(Data records)
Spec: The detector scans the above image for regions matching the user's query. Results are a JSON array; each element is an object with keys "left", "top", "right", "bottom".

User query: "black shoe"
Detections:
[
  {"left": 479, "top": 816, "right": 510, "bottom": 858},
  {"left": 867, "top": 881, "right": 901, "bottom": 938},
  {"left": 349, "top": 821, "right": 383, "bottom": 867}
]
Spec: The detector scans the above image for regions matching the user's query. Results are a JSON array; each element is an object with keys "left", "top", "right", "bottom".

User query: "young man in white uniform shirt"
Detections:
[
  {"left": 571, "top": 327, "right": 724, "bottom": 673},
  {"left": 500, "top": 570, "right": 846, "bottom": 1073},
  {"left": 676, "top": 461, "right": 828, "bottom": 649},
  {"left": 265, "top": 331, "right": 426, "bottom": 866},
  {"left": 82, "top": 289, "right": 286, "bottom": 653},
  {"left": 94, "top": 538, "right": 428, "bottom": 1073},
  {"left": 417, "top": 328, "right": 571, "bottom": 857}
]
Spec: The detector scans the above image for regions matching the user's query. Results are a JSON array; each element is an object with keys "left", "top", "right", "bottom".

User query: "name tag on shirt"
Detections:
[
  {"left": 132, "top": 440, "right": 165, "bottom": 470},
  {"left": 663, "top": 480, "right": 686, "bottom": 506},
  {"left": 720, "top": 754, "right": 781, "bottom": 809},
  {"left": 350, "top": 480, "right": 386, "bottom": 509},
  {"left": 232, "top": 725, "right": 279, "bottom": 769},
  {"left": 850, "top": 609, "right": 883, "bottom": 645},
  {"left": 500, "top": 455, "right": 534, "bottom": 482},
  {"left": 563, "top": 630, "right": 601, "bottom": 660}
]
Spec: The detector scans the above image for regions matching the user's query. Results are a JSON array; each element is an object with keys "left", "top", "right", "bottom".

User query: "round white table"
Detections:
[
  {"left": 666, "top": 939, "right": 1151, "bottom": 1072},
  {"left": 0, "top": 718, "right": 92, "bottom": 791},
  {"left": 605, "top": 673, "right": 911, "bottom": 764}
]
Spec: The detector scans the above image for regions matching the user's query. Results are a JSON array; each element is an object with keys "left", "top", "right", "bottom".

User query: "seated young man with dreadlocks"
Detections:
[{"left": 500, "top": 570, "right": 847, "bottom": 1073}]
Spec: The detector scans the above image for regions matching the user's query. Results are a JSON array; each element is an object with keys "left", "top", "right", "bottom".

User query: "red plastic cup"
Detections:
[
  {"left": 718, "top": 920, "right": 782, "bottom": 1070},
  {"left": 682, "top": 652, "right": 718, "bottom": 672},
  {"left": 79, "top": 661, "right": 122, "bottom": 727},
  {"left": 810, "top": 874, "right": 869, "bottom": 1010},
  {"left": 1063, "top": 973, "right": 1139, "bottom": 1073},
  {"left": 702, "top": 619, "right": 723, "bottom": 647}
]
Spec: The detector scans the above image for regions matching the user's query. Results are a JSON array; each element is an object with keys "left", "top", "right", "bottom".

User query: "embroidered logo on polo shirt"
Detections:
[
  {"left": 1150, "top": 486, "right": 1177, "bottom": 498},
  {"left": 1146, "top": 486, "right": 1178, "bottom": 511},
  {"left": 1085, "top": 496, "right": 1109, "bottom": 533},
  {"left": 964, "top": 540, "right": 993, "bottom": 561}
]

Try it —
Copy every line of the data that holds the string "white".

Answer space —
User query: "young man in white uniform shirt"
User query: "round white table"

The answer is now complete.